### What you should do
Write out each of the entries below verbatim, reproducing every line without any alteration.

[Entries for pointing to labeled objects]
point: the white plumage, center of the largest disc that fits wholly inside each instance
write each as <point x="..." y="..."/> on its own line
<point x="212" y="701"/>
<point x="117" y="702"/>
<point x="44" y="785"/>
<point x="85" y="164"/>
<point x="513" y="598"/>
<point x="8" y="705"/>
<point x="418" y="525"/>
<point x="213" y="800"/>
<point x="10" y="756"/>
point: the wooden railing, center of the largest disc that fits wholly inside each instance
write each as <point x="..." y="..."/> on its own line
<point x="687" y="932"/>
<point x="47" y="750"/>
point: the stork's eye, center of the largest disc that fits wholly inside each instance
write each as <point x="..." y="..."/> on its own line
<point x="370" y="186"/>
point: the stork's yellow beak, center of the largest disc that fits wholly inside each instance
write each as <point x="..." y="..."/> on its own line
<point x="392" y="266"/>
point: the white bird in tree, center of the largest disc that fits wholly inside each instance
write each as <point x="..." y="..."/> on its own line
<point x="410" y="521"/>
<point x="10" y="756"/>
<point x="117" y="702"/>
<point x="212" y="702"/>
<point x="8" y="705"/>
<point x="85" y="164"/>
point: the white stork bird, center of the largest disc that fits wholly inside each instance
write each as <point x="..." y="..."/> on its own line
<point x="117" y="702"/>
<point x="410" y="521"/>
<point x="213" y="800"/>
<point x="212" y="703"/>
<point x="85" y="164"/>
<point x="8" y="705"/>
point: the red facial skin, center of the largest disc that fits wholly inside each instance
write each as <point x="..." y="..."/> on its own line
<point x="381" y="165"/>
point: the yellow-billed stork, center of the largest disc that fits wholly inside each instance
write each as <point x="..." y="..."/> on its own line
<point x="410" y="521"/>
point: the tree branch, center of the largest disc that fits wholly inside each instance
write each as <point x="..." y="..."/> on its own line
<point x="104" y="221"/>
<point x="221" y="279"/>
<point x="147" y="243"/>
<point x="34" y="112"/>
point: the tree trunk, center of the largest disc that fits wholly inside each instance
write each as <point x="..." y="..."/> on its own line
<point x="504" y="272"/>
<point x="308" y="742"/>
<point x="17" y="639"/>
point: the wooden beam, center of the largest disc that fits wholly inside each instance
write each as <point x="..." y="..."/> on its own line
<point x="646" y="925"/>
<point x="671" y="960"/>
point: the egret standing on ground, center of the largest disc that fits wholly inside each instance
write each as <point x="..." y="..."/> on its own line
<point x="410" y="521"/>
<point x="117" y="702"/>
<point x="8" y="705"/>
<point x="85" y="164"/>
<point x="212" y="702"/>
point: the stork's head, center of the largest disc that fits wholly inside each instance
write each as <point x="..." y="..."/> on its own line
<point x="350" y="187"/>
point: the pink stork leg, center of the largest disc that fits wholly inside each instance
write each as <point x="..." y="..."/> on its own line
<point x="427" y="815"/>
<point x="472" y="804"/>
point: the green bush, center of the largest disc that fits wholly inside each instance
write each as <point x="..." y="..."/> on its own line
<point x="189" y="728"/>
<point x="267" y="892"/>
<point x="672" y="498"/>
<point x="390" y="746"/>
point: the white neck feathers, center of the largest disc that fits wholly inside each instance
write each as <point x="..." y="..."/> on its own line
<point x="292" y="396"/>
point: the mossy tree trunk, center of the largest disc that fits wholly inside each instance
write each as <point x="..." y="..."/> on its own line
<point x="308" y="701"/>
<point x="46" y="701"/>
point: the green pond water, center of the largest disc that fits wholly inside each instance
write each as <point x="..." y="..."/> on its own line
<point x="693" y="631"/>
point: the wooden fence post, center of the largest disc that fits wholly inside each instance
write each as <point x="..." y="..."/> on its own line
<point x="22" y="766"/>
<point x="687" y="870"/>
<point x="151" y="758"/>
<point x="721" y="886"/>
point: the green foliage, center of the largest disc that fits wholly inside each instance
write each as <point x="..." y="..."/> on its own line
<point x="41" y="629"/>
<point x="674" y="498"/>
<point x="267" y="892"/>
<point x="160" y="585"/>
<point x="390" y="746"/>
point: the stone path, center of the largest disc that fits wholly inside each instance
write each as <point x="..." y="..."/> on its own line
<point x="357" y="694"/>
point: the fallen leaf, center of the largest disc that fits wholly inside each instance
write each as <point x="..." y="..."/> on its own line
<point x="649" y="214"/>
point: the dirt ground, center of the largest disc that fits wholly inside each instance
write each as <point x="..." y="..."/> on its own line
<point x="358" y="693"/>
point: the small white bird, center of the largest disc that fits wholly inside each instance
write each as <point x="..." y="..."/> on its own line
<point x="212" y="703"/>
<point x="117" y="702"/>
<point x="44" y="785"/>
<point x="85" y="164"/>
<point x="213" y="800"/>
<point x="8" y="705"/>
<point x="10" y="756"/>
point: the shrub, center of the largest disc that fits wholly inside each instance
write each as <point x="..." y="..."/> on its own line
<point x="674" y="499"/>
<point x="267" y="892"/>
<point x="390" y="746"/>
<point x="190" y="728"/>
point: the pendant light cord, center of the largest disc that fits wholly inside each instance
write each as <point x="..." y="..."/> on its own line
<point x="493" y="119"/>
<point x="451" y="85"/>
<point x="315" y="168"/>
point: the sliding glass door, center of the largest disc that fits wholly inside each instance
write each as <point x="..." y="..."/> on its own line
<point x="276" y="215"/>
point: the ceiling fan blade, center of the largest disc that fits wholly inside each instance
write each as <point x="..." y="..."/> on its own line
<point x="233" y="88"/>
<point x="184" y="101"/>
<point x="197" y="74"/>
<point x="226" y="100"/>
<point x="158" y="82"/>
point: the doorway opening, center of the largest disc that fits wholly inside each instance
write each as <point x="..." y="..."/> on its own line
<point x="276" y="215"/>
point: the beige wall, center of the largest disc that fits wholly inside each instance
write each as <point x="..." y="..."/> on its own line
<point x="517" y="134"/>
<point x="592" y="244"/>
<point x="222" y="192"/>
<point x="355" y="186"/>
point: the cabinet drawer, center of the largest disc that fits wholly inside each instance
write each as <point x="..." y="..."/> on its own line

### Full answer
point: the white plumage, center of the largest disc that fits wholly inside each instance
write each as <point x="..." y="..."/> on its own line
<point x="212" y="701"/>
<point x="117" y="702"/>
<point x="44" y="785"/>
<point x="85" y="164"/>
<point x="513" y="598"/>
<point x="8" y="705"/>
<point x="418" y="525"/>
<point x="213" y="800"/>
<point x="10" y="756"/>
point: the wooden railing, center of the largest disc that fits wholly inside each instance
write each as <point x="..." y="..."/> on its own line
<point x="687" y="932"/>
<point x="47" y="750"/>
point: the stork's eye, center of the largest disc that fits wholly inside each instance
write each as <point x="..." y="..."/> on its own line
<point x="370" y="186"/>
point: the stork's yellow beak, center of the largest disc that fits wholly inside each instance
write each as <point x="..." y="..."/> on its own line
<point x="392" y="266"/>
point: the white bird in tree, center of the largest disc that fits wholly inside each instance
write each as <point x="..." y="..."/> on its own line
<point x="410" y="521"/>
<point x="10" y="756"/>
<point x="117" y="702"/>
<point x="212" y="702"/>
<point x="8" y="705"/>
<point x="85" y="164"/>
point: the white stork bird, center of the largest disc that fits wholly inside each instance
write each as <point x="..." y="..."/> on its own line
<point x="117" y="702"/>
<point x="410" y="521"/>
<point x="213" y="800"/>
<point x="212" y="703"/>
<point x="85" y="164"/>
<point x="8" y="705"/>
point: the red facial skin, center of the largest disc that fits wholly inside each instance
write each as <point x="..." y="..."/> on its own line
<point x="381" y="165"/>
point: the yellow-billed stork, center of the largest disc that fits wholly inside each instance
write each as <point x="..." y="..."/> on its own line
<point x="410" y="521"/>
point: the tree branch, center of the largest disc that fits wholly inside each instance
write each as <point x="..." y="..."/> on its own line
<point x="104" y="221"/>
<point x="221" y="279"/>
<point x="147" y="243"/>
<point x="34" y="112"/>
point: the tree trunk, center of the largest disc that fits wholly inside each instance
write each as <point x="..." y="..."/> on its own line
<point x="504" y="272"/>
<point x="308" y="742"/>
<point x="17" y="639"/>
point: the wooden beam, center of the largest disc that fits wholly inside each instance
write each as <point x="..." y="..."/> on its own line
<point x="646" y="925"/>
<point x="671" y="960"/>
point: the egret standing on ground, center of the largest disc that fits wholly inside each instance
write each as <point x="..." y="..."/> on its own line
<point x="410" y="521"/>
<point x="117" y="702"/>
<point x="8" y="705"/>
<point x="85" y="164"/>
<point x="212" y="702"/>
point: the stork's head, center of the largest disc that fits wholly inside each instance
write each as <point x="..." y="..."/> on its own line
<point x="350" y="187"/>
point: the pink stork leg, center of the largest disc that fits wholly inside each instance
write each as <point x="..." y="..."/> on its own line
<point x="427" y="815"/>
<point x="472" y="804"/>
point: the green bush, center of the largest disc that fits wholly inside each instance
write each as <point x="..." y="..."/> on its own line
<point x="189" y="728"/>
<point x="267" y="892"/>
<point x="672" y="498"/>
<point x="390" y="746"/>
point: the white neck feathers, center of the largest disc that fits wholly inside each instance
write each as <point x="..." y="..."/> on its own line
<point x="292" y="396"/>
point: the mossy tree trunk, center of the largest disc that fits wholly inside each instance
write each as <point x="..." y="..."/> on its own line
<point x="308" y="701"/>
<point x="46" y="701"/>
point: the green pond water, center of the largest disc that fits wholly inside each instance
write each as <point x="..." y="..."/> on its own line
<point x="693" y="631"/>
point: the wooden fence post, center of the largest disc that fits wholly inside each instance
write each as <point x="..." y="..."/> on its own line
<point x="22" y="766"/>
<point x="687" y="870"/>
<point x="151" y="758"/>
<point x="721" y="886"/>
point: the green foliage, center of the largest disc that fits wholly inside each instance
write each as <point x="..." y="..."/> on its own line
<point x="41" y="629"/>
<point x="674" y="498"/>
<point x="267" y="892"/>
<point x="160" y="585"/>
<point x="390" y="746"/>
point: the stone path, center of the largest disc that fits wholly inside each instance
write each as <point x="..." y="..."/> on its own line
<point x="357" y="694"/>
point: the fallen leaf, center of the largest disc that fits wholly inside each instance
write each as <point x="..." y="..."/> on its own line
<point x="649" y="214"/>
point: the dirt ground, center of the largest disc that fits wholly inside each instance
write each as <point x="..." y="..."/> on its own line
<point x="358" y="693"/>
point: the small white bird, center of the largest disc that fits wholly inside each instance
write each as <point x="..." y="..."/> on its own line
<point x="212" y="703"/>
<point x="117" y="702"/>
<point x="44" y="785"/>
<point x="85" y="164"/>
<point x="213" y="800"/>
<point x="8" y="705"/>
<point x="10" y="756"/>
point: the shrub, center of the largest disc that fits wholly inside each instance
write each as <point x="..." y="..."/> on its own line
<point x="674" y="499"/>
<point x="267" y="892"/>
<point x="390" y="746"/>
<point x="190" y="728"/>
point: the pendant light cord, center of the largest disc that fits wholly inside each instance
write each as <point x="..." y="..."/> on its own line
<point x="493" y="119"/>
<point x="451" y="85"/>
<point x="315" y="168"/>
point: the sliding glass door, center of the largest disc that fits wholly inside each instance
write each as <point x="..." y="..."/> on its own line
<point x="276" y="215"/>
point: the ceiling fan blade, center of the largest disc that fits wholly inside each instance
write each as <point x="..." y="..."/> on its own line
<point x="233" y="88"/>
<point x="184" y="101"/>
<point x="197" y="74"/>
<point x="226" y="100"/>
<point x="158" y="82"/>
point: the doorway opening, center of the largest disc that fits wholly inside each instance
write each as <point x="..." y="..."/> on its own line
<point x="276" y="215"/>
point: the beige wall, center of the largest disc that fits wholly inside each instance
write each as <point x="..." y="..."/> on its own line
<point x="517" y="134"/>
<point x="592" y="244"/>
<point x="222" y="192"/>
<point x="355" y="186"/>
point: the cabinet drawer, center of the largest disc that fits wholly inside each instance
write each as <point x="..." y="..."/> on its own line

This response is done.